• _GIVEN REQUEST_
Reproduce the crypto newsletter passage starting at "While the news" and ending at "in doing so.", swapping every "buyback program" for "repurchase program".

• _SELECTED PASSAGE_
__________________________________________________

In this patch of your weekly Dispatch:
- Arguably the most influential week in DAO history
- US political crypto allies try to fight broker definitions
- A $100M NEXO Token buyback goes live
The Big Idea
A Game-changing Moment for DAOs?
DAOs have been an idea on the horizon for some time now. Of course, THE DAO was a perhaps inauspicious way for the whole idea to start. Now, years later – despite that hack that led to the fork that created ETH and ETC – the notion of DAOs is more omni-present than ever.
In fact, with the rise of NFTs, DAOs have found a spot-on product market fit. Numerous DAOs have sprung up around NFTs, both focused on specific collections and collectives positioned at the crossing between venture capital and art community.
These DAOs have begun to intersect the real world. Тhis week, something remarkable happened. Something that will almost certainly be seen as a turning point in the history of DAOs. А DAO formed to buy one of the most significant artifacts in US political history – a first-edition printing of the US Constitution from September 1787, coming up for auction for the first time in more than 30 years.
Over the weekend, the community sprang to life. By Monday they had raised over $3M of their goal of $20M. And that number just kept climbing.
By the time the DAO turned off donations on Thursday before the auction:
- 17,000 people had contributed more than $40M
- this unprecedented achievement made news far beyond crypto
- it showed just how quickly the crypto/ Web 3.0 community could be mobilized
It was also, unfortunately, not quite enough. The Constitution DAO was ultimately very slightly outbid, later stating that they calculated the absolute max they could do while still having enough of a reserve to properly care for the document. That number was exceeded by the other party.
While the news was devastating to many, the sense of what is possible with DAOs has irrevocably shifted. What will those crazy internet nerds try to buy next? 😍
The Latest In…
Nexo Buyback 2.0
That buyback tho. If you’re a NEXO Token holder, we’re sure you’ve heard the news. Nexo has kicked off a record $100M buyback program for the native NEXO Token, expected to be completed within six months. After the 12-month vesting period, tokens bought as part of the buyback will be dedicated towards investments in strategic targets via token mergers. After completing a few successful acquisitions already, we’ll continue to seek investments in the industry’s most promising players and we’re glad that we can reward our loyal token holders through this second buyback program in doing so.
All in all, major wagmi.
The Latest In…
US Crypto Regulation
The US Joint Economic Committee held a hearing this week titled “Demystifying Crypto.” So, what was demystified? The tone and tenor of the conversation were actually fairly different from previous crypto hearings. No one spouting rhetoric or FUD. Instead, it was mostly a conversation about the right way to regulate. Sounds like progress to us.
Still, others are not happy about the crypto broker provisions in the Infrastructure Bill signed by President Joe Biden on Monday. Senators Cynthia Lummis and Ron Wyden; Congressmen Patrick McHenry and Tim Ryan; and Senator Ted Cruz all introduced separate legislation proposing revisions or repeals of the broker provisions. It’s good to see the allies come out of the woodwork.

__________________________________________________

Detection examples
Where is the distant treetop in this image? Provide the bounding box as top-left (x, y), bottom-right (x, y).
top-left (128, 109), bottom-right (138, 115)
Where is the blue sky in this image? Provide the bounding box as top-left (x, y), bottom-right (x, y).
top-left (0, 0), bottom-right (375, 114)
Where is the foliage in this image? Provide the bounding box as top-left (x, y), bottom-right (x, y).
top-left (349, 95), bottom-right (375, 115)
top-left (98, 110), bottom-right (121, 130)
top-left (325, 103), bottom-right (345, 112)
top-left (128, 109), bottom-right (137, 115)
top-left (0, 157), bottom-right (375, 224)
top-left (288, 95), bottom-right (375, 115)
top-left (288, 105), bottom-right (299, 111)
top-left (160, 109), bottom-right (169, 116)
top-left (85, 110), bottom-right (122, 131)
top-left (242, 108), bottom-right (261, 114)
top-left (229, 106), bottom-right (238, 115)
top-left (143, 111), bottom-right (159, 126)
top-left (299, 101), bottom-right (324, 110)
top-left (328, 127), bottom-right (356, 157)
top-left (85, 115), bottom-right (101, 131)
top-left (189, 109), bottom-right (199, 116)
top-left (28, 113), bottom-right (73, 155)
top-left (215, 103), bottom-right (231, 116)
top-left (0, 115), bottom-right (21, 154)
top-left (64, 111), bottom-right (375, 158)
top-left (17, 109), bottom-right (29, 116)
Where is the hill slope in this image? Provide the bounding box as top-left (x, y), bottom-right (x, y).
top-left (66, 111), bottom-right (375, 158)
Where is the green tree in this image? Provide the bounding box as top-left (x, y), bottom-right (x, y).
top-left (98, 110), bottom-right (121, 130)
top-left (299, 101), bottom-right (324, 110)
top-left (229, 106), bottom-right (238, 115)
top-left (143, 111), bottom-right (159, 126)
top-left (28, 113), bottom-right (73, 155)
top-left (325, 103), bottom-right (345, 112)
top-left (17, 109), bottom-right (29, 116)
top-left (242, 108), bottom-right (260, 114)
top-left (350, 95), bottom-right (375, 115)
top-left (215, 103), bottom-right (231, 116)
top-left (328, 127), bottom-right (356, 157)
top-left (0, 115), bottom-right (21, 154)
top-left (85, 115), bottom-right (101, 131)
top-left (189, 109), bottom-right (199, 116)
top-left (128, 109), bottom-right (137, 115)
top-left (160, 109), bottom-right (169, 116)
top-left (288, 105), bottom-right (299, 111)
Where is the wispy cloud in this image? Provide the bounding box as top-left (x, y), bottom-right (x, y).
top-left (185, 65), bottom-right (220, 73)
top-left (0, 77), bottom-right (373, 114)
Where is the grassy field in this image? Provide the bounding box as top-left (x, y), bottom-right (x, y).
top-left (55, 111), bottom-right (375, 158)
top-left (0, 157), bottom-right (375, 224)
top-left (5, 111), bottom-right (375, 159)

__________________________________________________

• _RESPONSE_
While the news was devastating to many, the sense of what is possible with DAOs has irrevocably shifted. What will those crazy internet nerds try to buy next? 😍
The Latest In…
Nexo Buyback 2.0
That buyback tho. If you’re a NEXO Token holder, we’re sure you’ve heard the news. Nexo has kicked off a record $100M repurchase program for the native NEXO Token, expected to be completed within six months. After the 12-month vesting period, tokens bought as part of the buyback will be dedicated towards investments in strategic targets via token mergers. After completing a few successful acquisitions already, we’ll continue to seek investments in the industry’s most promising players and we’re glad that we can reward our loyal token holders through this second repurchase program in doing so.